- _EXERCÍCIO ESCRITO 1_:
Segundo o documento, que tipo de partido os tempos que vivemos reclamam e exigem?
- _EXERCÍCIO ESCRITO 2_:
Reproduza fielmente o trecho do documento que vai de "Respostas e soluções para a Educação, a" até "necessidades das populações.".

- _DOCUMENTO_:
++++++++

Respostas e soluções para a Educação, a Ciência, a Cultura e para a melhoria dos serviços públicos capazes de responder às necessidades das populações.

Respostas e soluções para aliviar os impostos sobre o trabalho e as micro pequenas e médias empresas.

Assegurar o direito a um ambiente saudável e ao equilíbrio ecológico, com o combate à mercantilização da natureza e a prevenção e mitigação dos efeitos das alterações climáticas.

Os tempos que vivemos reclamam e exigem um Partido Comunista Português forte, determinado e convicto. Reclamam firmeza ideológica e uma grande disponibilidade revolucionária para assegurar com êxito as exigentes as tarefas que a actual situação coloca ao PCP.

No imediato e no âmbito da análise, da iniciativa e da resposta necessárias, impõe–se concretizar a decisão do nosso Comité Central da realização de reuniões e plenários de militantes, sobre a situação, os problemas dos trabalhadores e do povo, a luta de massas, a mobilização de forças e a adopção de acções e medidas para o reforço da intervenção do Partido.

++++++++

- _DADOS BRUTOS_:

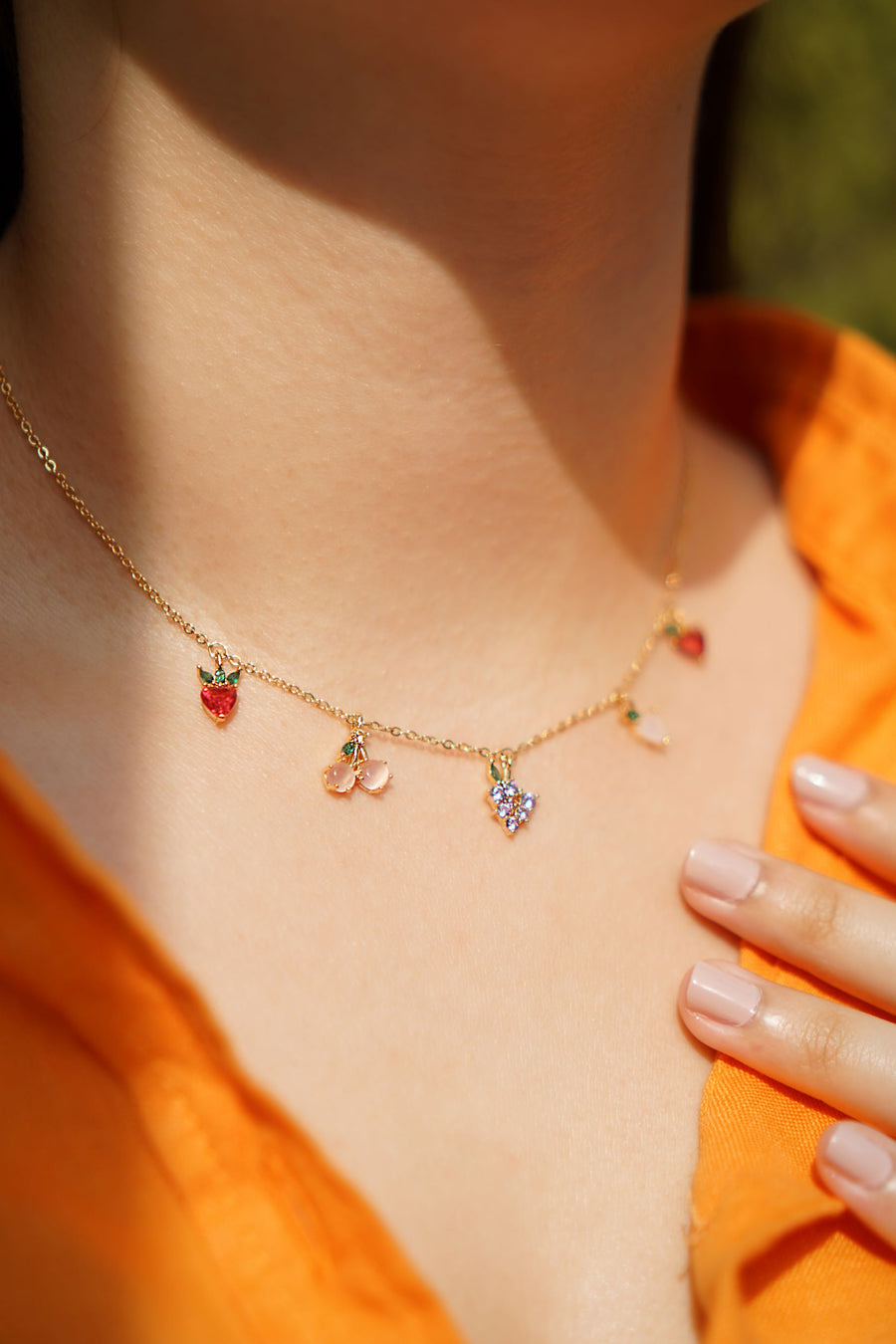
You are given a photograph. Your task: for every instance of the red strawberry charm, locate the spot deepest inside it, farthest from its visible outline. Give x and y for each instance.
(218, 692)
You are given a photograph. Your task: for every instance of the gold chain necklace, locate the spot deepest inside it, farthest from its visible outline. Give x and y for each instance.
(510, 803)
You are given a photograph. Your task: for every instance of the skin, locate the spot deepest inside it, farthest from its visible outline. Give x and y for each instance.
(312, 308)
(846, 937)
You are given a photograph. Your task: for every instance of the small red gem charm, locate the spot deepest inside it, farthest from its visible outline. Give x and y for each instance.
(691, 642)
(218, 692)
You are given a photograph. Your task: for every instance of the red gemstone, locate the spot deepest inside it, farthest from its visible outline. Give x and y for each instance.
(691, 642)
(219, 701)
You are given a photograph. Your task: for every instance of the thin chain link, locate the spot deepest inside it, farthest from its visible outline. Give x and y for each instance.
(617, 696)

++++++++

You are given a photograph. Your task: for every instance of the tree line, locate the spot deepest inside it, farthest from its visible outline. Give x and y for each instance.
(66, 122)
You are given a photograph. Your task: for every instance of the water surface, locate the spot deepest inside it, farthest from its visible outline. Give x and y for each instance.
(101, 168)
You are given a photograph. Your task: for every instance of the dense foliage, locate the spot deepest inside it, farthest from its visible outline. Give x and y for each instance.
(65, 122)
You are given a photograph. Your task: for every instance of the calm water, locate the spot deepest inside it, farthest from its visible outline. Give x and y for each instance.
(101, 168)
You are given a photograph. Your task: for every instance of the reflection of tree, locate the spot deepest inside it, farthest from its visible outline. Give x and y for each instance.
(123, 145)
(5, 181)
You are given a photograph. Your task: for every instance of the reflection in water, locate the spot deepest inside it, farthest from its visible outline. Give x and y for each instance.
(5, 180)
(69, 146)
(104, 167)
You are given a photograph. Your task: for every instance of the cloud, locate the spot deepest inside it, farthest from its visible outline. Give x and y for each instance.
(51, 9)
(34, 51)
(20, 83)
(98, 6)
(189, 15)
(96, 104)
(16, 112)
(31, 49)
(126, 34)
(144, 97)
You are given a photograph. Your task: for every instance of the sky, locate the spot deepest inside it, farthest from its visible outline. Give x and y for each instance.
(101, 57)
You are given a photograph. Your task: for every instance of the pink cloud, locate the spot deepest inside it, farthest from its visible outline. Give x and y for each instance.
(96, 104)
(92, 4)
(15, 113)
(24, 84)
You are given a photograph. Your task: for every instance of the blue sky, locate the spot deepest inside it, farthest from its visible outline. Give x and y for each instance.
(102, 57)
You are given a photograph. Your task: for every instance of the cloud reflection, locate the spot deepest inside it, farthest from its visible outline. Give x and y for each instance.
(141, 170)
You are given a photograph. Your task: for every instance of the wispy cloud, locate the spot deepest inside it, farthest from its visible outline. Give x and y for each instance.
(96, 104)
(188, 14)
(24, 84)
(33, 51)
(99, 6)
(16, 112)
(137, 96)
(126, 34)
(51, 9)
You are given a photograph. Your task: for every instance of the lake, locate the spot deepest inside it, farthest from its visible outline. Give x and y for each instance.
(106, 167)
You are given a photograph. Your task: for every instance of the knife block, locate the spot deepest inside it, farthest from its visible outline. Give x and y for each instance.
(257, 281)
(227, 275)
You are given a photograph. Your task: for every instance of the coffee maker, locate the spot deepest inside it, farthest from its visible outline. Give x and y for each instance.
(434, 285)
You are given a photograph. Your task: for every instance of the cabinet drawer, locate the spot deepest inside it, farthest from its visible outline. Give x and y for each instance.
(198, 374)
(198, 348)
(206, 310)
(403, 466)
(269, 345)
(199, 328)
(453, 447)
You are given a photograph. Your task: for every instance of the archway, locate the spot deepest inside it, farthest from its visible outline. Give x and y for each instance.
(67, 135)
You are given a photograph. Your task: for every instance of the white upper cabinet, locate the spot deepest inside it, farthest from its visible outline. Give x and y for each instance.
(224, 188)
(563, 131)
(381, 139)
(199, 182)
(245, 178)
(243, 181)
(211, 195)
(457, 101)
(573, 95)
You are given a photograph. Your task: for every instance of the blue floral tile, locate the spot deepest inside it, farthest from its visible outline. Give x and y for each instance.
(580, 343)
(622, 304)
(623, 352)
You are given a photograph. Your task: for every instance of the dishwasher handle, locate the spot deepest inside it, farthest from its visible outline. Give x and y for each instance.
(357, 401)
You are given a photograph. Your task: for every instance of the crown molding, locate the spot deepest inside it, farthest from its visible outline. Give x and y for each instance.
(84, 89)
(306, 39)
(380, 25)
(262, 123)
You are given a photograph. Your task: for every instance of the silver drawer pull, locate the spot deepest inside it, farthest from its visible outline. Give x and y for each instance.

++++++++

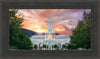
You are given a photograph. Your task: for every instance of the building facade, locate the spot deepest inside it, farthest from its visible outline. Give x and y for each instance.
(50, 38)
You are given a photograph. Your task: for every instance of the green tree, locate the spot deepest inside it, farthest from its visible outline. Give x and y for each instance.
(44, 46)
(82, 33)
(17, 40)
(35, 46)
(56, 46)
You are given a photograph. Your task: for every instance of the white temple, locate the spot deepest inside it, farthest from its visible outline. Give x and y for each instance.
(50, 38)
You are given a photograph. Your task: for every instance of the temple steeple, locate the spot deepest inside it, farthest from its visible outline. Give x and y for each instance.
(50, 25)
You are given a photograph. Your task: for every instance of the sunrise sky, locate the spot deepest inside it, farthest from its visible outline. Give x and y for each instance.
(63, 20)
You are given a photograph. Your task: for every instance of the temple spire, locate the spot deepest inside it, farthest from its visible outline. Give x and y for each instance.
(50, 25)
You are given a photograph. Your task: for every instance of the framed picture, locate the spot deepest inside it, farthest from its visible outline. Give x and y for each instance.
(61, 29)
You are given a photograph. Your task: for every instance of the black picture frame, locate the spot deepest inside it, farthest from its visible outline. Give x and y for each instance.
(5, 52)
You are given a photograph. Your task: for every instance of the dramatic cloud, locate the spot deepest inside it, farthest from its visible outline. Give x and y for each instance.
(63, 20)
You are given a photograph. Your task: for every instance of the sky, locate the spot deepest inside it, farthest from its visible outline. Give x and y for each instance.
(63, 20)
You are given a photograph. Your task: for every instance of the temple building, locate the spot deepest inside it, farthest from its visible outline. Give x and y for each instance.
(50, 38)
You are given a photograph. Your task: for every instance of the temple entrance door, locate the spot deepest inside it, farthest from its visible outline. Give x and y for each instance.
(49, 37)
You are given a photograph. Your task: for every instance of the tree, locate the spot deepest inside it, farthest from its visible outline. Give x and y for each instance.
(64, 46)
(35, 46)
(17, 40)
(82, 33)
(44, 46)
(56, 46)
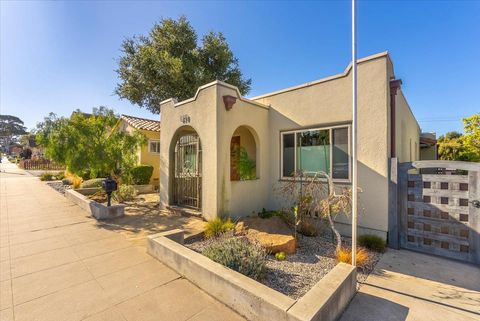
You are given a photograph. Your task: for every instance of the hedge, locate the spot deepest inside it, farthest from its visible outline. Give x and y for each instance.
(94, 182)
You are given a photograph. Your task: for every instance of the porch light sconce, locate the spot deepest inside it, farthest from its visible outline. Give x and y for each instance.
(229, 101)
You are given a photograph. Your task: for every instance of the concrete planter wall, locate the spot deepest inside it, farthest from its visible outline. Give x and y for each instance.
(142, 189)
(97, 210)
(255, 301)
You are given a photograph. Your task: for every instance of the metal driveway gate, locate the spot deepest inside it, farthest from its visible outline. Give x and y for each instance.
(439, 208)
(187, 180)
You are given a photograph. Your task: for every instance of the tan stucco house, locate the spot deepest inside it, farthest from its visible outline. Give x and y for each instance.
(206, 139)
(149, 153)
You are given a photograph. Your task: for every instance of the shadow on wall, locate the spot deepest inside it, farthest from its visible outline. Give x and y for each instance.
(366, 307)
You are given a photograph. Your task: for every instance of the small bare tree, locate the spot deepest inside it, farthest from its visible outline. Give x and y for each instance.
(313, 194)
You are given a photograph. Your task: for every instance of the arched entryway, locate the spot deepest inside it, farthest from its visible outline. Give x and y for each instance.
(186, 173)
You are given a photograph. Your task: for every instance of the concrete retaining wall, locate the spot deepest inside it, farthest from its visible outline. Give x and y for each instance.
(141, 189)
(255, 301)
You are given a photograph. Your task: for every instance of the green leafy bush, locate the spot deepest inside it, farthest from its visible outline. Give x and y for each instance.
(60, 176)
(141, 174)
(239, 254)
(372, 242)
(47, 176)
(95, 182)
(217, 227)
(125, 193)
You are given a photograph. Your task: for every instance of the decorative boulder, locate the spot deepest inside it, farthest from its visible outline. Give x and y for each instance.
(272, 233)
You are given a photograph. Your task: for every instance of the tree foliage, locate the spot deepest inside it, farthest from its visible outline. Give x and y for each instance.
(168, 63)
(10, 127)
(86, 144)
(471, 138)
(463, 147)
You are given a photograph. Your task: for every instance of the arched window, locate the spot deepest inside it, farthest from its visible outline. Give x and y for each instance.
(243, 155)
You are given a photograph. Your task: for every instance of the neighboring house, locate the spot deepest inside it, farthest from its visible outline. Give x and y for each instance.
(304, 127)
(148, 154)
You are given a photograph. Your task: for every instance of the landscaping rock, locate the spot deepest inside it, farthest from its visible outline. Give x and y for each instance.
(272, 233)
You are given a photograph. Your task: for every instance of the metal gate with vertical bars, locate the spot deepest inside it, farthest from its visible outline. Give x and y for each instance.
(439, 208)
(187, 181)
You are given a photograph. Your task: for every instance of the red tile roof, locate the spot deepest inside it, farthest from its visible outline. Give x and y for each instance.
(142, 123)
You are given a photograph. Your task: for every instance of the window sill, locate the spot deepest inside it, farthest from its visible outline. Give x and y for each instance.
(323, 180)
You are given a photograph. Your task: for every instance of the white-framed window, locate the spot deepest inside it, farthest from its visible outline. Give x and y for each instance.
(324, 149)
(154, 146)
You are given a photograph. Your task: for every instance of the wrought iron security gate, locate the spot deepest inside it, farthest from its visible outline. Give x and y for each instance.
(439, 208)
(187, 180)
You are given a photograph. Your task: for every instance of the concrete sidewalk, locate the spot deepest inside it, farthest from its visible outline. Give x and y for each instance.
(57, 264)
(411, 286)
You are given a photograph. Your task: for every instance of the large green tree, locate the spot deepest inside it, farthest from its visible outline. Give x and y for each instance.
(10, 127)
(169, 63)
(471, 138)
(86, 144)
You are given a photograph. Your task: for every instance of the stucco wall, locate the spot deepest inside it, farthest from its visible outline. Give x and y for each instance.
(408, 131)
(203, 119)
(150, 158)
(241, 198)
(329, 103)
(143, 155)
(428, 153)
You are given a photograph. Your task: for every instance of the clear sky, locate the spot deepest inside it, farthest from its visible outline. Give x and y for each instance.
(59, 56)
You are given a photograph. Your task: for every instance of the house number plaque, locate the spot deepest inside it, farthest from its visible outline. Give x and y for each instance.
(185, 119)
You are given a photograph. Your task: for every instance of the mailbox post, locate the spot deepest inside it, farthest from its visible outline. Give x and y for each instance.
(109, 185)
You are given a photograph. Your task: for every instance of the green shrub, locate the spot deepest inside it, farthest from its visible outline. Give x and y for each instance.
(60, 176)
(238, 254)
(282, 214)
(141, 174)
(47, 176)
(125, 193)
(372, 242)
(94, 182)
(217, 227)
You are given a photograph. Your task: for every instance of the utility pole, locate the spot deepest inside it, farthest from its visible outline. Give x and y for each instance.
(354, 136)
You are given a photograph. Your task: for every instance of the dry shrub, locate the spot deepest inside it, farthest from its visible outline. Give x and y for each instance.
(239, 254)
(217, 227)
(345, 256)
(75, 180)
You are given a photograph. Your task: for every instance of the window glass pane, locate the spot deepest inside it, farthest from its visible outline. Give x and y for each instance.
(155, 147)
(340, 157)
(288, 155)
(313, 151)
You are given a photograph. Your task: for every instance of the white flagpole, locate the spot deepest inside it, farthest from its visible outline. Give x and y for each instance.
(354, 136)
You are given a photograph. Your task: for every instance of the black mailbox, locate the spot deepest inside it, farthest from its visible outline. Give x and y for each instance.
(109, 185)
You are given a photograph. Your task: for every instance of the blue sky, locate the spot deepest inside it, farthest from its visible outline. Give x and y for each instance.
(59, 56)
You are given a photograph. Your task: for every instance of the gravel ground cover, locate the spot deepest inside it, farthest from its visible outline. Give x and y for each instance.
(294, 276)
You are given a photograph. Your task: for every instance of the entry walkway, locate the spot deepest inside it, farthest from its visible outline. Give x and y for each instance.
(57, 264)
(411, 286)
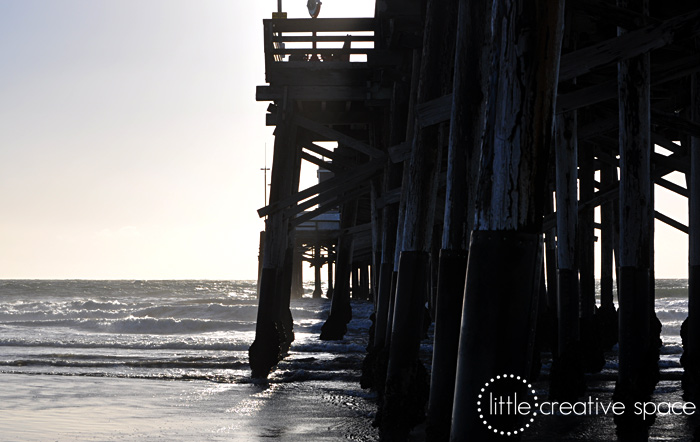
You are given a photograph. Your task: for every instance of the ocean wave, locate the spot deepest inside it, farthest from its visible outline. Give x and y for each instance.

++++++++

- _RESOLUÇÃO DA TAREFA 1_:
Um Partido Comunista Português forte, determinado e convicto.

- _RESOLUÇÃO DA TAREFA 2_:
Respostas e soluções para a Educação, a Ciência, a Cultura e para a melhoria dos serviços públicos capazes de responder às necessidades das populações.